## Data provided

● ● ● ● ●

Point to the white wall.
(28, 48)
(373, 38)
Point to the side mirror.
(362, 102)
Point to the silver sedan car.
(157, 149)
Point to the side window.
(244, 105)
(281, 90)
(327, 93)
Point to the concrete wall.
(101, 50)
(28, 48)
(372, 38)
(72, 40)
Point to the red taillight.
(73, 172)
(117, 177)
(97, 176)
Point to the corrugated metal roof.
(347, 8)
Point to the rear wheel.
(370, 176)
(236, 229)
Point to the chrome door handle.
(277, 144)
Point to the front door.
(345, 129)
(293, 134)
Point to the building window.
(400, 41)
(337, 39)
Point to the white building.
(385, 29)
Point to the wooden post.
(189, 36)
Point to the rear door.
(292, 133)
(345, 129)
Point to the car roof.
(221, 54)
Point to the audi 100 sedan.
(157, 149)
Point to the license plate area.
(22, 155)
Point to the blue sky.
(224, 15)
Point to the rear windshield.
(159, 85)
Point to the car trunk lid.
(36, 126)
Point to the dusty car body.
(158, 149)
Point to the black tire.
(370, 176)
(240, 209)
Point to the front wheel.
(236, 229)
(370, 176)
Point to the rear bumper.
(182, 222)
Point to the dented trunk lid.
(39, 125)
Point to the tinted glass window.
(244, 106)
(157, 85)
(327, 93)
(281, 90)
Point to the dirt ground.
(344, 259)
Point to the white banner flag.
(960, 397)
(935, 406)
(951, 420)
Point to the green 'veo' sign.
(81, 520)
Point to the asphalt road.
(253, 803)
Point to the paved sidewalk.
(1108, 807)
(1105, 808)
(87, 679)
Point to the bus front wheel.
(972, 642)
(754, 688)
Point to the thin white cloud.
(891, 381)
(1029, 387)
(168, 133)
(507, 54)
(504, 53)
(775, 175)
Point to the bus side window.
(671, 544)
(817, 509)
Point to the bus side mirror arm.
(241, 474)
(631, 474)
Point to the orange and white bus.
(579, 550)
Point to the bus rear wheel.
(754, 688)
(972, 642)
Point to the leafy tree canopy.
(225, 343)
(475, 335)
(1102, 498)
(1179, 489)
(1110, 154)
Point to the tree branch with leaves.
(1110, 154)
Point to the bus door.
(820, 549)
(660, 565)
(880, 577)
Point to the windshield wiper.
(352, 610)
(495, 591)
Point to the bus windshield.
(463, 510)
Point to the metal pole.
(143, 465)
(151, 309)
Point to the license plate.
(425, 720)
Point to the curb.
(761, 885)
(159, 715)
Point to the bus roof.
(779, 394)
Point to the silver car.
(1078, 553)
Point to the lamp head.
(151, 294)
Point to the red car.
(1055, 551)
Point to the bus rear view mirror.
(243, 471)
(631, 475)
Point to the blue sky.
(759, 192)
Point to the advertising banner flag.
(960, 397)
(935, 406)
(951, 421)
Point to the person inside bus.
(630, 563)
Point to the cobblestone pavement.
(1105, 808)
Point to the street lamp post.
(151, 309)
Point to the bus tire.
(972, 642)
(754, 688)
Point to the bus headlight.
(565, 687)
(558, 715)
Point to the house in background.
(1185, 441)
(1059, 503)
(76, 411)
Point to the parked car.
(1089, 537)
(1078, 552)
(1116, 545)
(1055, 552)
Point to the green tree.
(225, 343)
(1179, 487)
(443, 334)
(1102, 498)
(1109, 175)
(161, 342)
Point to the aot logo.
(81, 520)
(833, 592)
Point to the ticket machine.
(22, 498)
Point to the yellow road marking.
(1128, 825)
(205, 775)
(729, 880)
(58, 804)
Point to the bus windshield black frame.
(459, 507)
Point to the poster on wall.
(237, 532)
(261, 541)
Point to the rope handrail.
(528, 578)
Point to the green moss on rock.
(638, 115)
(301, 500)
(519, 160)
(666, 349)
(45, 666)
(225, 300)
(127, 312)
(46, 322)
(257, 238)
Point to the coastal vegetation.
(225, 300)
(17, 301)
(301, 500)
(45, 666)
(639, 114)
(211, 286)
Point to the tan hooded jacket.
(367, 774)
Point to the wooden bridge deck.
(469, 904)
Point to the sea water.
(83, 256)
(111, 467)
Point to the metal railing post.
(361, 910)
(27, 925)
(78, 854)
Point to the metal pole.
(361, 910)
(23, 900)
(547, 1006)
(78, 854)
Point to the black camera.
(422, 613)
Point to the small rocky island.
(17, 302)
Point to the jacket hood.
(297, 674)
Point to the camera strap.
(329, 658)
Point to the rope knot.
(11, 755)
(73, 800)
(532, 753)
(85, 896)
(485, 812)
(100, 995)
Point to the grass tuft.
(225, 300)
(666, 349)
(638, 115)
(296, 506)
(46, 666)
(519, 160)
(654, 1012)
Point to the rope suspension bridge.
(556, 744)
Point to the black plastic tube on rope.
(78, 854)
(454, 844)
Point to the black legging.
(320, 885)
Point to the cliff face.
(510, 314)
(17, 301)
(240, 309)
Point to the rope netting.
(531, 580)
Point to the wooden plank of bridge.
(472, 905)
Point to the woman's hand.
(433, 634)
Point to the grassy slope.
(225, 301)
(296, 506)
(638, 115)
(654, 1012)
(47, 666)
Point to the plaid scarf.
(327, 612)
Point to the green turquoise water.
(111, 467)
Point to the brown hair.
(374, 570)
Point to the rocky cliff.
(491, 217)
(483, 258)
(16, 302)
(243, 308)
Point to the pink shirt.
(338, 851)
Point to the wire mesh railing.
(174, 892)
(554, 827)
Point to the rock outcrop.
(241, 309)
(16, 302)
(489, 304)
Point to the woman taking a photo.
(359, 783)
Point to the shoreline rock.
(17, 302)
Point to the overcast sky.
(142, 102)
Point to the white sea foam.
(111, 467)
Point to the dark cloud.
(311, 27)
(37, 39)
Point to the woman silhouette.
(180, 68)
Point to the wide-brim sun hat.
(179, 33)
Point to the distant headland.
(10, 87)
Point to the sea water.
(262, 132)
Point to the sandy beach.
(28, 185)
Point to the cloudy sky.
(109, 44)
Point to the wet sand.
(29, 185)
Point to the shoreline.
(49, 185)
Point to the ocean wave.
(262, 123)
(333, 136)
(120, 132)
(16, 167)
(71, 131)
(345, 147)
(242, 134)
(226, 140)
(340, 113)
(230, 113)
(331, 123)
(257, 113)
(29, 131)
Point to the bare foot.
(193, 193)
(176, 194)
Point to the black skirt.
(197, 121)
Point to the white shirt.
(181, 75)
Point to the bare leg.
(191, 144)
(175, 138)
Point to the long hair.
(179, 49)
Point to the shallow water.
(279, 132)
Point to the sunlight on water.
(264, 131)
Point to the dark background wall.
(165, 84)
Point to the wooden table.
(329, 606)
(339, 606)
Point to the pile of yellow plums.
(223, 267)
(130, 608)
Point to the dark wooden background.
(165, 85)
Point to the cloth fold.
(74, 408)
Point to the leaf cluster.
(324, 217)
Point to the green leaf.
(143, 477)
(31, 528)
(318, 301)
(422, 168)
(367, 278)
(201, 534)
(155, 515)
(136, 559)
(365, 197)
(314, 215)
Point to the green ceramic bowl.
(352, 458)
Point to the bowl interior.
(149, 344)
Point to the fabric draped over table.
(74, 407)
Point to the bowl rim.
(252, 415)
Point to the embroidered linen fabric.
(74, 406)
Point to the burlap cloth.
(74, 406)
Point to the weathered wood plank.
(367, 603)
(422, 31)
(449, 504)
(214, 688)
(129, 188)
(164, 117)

● ● ● ● ●

## Task prompt
Reproduce all of the material above word for word, with every line in its original order.

## Problem solution
Point to the white wall.
(28, 48)
(373, 38)
Point to the side mirror.
(362, 102)
Point to the silver sedan car.
(157, 149)
Point to the side window.
(244, 105)
(281, 90)
(327, 93)
Point to the concrete wall.
(101, 50)
(28, 48)
(372, 38)
(72, 40)
Point to the red taillight.
(73, 172)
(117, 177)
(97, 176)
Point to the corrugated metal roof.
(347, 8)
Point to the rear wheel.
(370, 176)
(236, 229)
Point to the chrome door handle.
(277, 144)
Point to the front door.
(345, 129)
(293, 134)
Point to the building window.
(400, 41)
(337, 39)
Point to the white building.
(385, 29)
Point to the wooden post.
(189, 36)
Point to the rear door.
(292, 133)
(345, 129)
Point to the car roof.
(221, 54)
Point to the audi 100 sedan.
(157, 149)
Point to the license plate area.
(22, 155)
Point to the blue sky.
(224, 15)
Point to the rear windshield.
(159, 85)
Point to the car trunk lid.
(36, 126)
Point to the dusty car body.
(158, 149)
Point to the black tire.
(370, 176)
(240, 209)
Point to the front wheel.
(236, 229)
(370, 176)
Point to the rear bumper.
(182, 222)
Point to the dented trunk lid.
(39, 125)
Point to the tinted glass window.
(244, 106)
(157, 85)
(327, 93)
(281, 90)
Point to the dirt ground.
(344, 259)
Point to the white banner flag.
(960, 397)
(935, 406)
(951, 420)
Point to the green 'veo' sign.
(81, 520)
Point to the asphalt road.
(253, 803)
Point to the paved sidewalk.
(1108, 807)
(1105, 808)
(87, 679)
Point to the bus front wheel.
(972, 642)
(754, 688)
Point to the thin white cloud.
(891, 381)
(1029, 387)
(168, 133)
(507, 54)
(504, 53)
(775, 175)
Point to the bus side window.
(671, 544)
(817, 509)
Point to the bus side mirror arm.
(241, 474)
(631, 474)
Point to the orange and white bus.
(579, 550)
Point to the bus rear wheel.
(754, 688)
(972, 642)
Point to the leafy tree canopy.
(225, 343)
(475, 335)
(1102, 498)
(1179, 489)
(1110, 154)
Point to the tree branch with leaves.
(1110, 154)
Point to the bus door.
(820, 549)
(660, 565)
(880, 577)
Point to the windshield wiper.
(352, 610)
(495, 591)
Point to the bus windshield.
(463, 510)
Point to the metal pole.
(143, 465)
(151, 309)
Point to the license plate.
(425, 720)
Point to the curb.
(761, 885)
(159, 715)
Point to the bus roof.
(779, 394)
Point to the silver car.
(1078, 553)
Point to the lamp head.
(151, 294)
Point to the red car.
(1055, 551)
Point to the bus rear view mirror.
(243, 471)
(631, 475)
Point to the blue sky.
(759, 192)
Point to the advertising banner flag.
(960, 397)
(935, 406)
(951, 421)
Point to the person inside bus.
(630, 563)
Point to the cobblestone pavement.
(1105, 808)
Point to the street lamp post.
(151, 309)
Point to the bus tire.
(972, 642)
(754, 688)
Point to the bus headlight.
(565, 687)
(558, 715)
Point to the house in background.
(1185, 441)
(1059, 503)
(76, 411)
Point to the parked car.
(1089, 537)
(1078, 552)
(1116, 545)
(1055, 552)
Point to the green tree.
(225, 343)
(1179, 487)
(443, 334)
(1102, 498)
(1109, 175)
(161, 342)
Point to the aot logo.
(81, 520)
(833, 592)
Point to the ticket machine.
(22, 498)
Point to the yellow road marking.
(1128, 825)
(205, 775)
(729, 880)
(58, 804)
Point to the bus windshield black frame.
(459, 507)
Point to the poster on wall.
(237, 532)
(261, 541)
Point to the rope handrail.
(528, 578)
Point to the green moss on rock.
(638, 115)
(301, 500)
(519, 160)
(666, 349)
(45, 666)
(225, 300)
(127, 312)
(46, 322)
(257, 238)
Point to the coastal vegetation.
(225, 300)
(17, 301)
(301, 500)
(45, 666)
(639, 114)
(211, 286)
Point to the tan hooded jacket.
(367, 774)
Point to the wooden bridge deck.
(469, 904)
Point to the sea water.
(83, 256)
(111, 467)
Point to the metal railing post.
(361, 910)
(27, 925)
(78, 854)
Point to the metal pole.
(361, 910)
(23, 900)
(547, 1006)
(78, 854)
Point to the black camera.
(422, 613)
Point to the small rocky island.
(17, 302)
Point to the jacket hood.
(297, 674)
Point to the camera strap.
(329, 658)
Point to the rope knot.
(11, 755)
(73, 800)
(532, 753)
(85, 896)
(485, 812)
(100, 995)
Point to the grass tuft.
(225, 300)
(666, 349)
(638, 115)
(296, 506)
(46, 666)
(519, 160)
(654, 1012)
Point to the rope suspension bridge.
(556, 744)
Point to the black plastic tube on rope.
(78, 854)
(454, 844)
Point to the black legging.
(320, 885)
Point to the cliff face.
(510, 314)
(17, 301)
(240, 309)
Point to the rope netting.
(531, 580)
Point to the wooden plank of bridge.
(472, 905)
Point to the woman's hand.
(433, 634)
Point to the grassy slope.
(225, 301)
(296, 506)
(638, 115)
(654, 1012)
(47, 666)
Point to the plaid scarf.
(327, 612)
Point to the green turquoise water.
(111, 467)
Point to the brown hair.
(374, 570)
Point to the rocky cliff.
(491, 217)
(483, 258)
(16, 302)
(243, 308)
Point to the pink shirt.
(338, 851)
Point to the wire mesh railing.
(174, 892)
(554, 827)
Point to the rock outcrop.
(241, 309)
(16, 302)
(489, 304)
Point to the woman taking a photo.
(359, 783)
Point to the shoreline rock.
(17, 302)
Point to the overcast sky.
(142, 102)
Point to the white sea foam.
(111, 467)
Point to the dark cloud.
(311, 27)
(37, 39)
Point to the woman silhouette.
(180, 68)
Point to the wide-brim sun hat.
(179, 33)
Point to the distant headland.
(10, 87)
Point to the sea water.
(262, 132)
Point to the sandy beach.
(28, 185)
Point to the cloudy sky.
(109, 44)
Point to the wet sand.
(29, 185)
Point to the shoreline.
(49, 185)
Point to the ocean wave.
(262, 123)
(333, 136)
(120, 132)
(16, 167)
(71, 131)
(345, 147)
(242, 134)
(226, 140)
(340, 113)
(230, 113)
(331, 123)
(257, 113)
(29, 131)
Point to the bare foot.
(193, 193)
(176, 194)
Point to the black skirt.
(197, 121)
Point to the white shirt.
(181, 75)
Point to the bare leg.
(191, 144)
(175, 138)
Point to the long hair.
(179, 49)
Point to the shallow water.
(279, 132)
Point to the sunlight on water.
(264, 131)
Point to the dark background wall.
(165, 84)
Point to the wooden table.
(329, 606)
(339, 606)
Point to the pile of yellow plums.
(223, 267)
(130, 608)
Point to the dark wooden background.
(165, 85)
Point to the cloth fold.
(74, 408)
Point to the leaf cluster.
(324, 217)
Point to the green leaf.
(143, 477)
(31, 528)
(318, 301)
(422, 168)
(367, 278)
(201, 534)
(155, 515)
(136, 559)
(365, 197)
(314, 215)
Point to the green ceramic bowl.
(352, 458)
Point to the bowl interior.
(149, 344)
Point to the fabric draped over table.
(74, 407)
Point to the bowl rim.
(252, 415)
Point to the embroidered linen fabric.
(74, 406)
Point to the burlap cloth.
(74, 406)
Point to the weathered wood plank.
(367, 603)
(422, 31)
(449, 504)
(214, 688)
(129, 188)
(164, 117)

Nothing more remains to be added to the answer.